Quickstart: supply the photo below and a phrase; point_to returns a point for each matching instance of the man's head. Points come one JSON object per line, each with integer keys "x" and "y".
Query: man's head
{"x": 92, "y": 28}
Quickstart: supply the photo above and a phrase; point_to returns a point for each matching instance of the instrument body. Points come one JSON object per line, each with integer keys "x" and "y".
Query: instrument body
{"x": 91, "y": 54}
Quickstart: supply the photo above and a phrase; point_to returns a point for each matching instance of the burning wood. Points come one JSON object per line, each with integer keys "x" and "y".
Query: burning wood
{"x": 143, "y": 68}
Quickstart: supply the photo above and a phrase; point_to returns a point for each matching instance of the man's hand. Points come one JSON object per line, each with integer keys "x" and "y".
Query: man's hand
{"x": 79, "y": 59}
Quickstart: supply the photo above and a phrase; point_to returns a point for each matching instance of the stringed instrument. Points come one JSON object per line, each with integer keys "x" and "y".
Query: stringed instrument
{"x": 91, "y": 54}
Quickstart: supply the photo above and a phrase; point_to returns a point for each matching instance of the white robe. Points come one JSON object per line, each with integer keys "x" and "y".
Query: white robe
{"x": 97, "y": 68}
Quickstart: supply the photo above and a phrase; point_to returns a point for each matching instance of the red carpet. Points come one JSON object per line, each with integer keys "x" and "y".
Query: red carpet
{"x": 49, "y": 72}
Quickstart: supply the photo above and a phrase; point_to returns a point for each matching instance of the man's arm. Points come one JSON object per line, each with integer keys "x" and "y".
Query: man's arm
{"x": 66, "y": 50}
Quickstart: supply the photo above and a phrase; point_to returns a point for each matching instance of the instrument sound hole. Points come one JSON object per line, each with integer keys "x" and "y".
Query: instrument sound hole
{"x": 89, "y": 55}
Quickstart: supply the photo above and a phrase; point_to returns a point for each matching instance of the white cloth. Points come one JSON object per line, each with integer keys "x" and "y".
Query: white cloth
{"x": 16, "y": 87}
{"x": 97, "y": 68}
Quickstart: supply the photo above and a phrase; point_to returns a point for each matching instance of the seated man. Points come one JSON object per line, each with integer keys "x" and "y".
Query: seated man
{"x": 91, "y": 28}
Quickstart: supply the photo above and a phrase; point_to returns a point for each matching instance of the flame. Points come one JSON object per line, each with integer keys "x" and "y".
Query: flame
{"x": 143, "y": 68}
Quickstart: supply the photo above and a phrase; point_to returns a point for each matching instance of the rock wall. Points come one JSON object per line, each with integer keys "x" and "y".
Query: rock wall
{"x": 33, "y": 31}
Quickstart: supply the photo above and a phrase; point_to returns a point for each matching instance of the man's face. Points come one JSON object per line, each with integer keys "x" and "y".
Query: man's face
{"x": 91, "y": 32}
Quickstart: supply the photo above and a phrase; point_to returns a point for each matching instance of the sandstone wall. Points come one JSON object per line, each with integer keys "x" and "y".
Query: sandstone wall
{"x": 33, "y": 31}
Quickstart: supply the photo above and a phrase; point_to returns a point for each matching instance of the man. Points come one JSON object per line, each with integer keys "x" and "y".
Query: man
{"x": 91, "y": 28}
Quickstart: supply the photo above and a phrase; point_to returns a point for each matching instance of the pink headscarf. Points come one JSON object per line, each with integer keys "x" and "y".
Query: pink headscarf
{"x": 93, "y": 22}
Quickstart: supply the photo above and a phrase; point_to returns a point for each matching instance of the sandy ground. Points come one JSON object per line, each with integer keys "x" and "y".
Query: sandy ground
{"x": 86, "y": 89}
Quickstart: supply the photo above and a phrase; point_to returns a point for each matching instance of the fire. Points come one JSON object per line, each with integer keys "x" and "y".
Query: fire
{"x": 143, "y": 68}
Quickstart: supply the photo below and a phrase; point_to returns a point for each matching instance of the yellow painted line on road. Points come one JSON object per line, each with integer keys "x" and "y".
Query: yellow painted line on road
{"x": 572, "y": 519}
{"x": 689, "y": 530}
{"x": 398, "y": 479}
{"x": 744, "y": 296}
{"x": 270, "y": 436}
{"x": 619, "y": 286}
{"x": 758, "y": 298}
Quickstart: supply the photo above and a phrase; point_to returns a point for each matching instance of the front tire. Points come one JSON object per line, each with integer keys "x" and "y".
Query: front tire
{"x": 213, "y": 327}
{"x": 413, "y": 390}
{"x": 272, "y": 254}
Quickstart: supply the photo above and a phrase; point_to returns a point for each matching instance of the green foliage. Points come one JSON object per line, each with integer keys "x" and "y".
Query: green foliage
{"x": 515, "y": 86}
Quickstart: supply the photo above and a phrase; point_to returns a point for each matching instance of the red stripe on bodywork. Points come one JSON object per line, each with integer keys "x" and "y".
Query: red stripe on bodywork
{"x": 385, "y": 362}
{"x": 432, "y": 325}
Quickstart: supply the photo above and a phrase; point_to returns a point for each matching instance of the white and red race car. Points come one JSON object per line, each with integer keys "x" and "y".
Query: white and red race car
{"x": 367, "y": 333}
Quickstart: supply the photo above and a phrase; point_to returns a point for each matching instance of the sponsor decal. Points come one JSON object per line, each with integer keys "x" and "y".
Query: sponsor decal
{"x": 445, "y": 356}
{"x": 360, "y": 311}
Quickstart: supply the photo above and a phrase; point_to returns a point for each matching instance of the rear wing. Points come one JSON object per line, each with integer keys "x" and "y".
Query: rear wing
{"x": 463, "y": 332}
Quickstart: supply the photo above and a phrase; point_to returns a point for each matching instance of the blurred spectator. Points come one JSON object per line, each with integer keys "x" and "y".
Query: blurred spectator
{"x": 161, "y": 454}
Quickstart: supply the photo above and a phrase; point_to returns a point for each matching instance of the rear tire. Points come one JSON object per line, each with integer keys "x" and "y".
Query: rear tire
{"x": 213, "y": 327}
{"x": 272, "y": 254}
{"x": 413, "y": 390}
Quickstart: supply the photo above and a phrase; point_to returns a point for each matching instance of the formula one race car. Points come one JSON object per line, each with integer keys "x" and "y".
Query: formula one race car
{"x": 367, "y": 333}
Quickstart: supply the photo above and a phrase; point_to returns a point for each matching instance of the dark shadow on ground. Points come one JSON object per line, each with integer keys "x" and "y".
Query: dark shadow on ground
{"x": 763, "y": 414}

──────────

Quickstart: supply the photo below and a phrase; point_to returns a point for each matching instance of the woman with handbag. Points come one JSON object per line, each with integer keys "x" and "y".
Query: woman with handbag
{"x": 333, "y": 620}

──────────

### What you have to do
With "below" as the search string, filter the records and return each line that has it.

### Exercise response
Quickstart: supply the photo below and a phrase; point_to returns a point for each matching instance of the man's head. Points come one JSON object per line, each with integer keys "x" and "y".
Quickstart: supply the photo below and a phrase; point_to returns a point for each matching instance of the yellow painted line on road. Points come one JSON object per line, each with integer keys "x" and "y".
Quickstart: supply the photo below and a phrase; point_to returns a point for each matching instance of the woman with handbag. Points come one JSON object per line, each with integer keys "x" and "y".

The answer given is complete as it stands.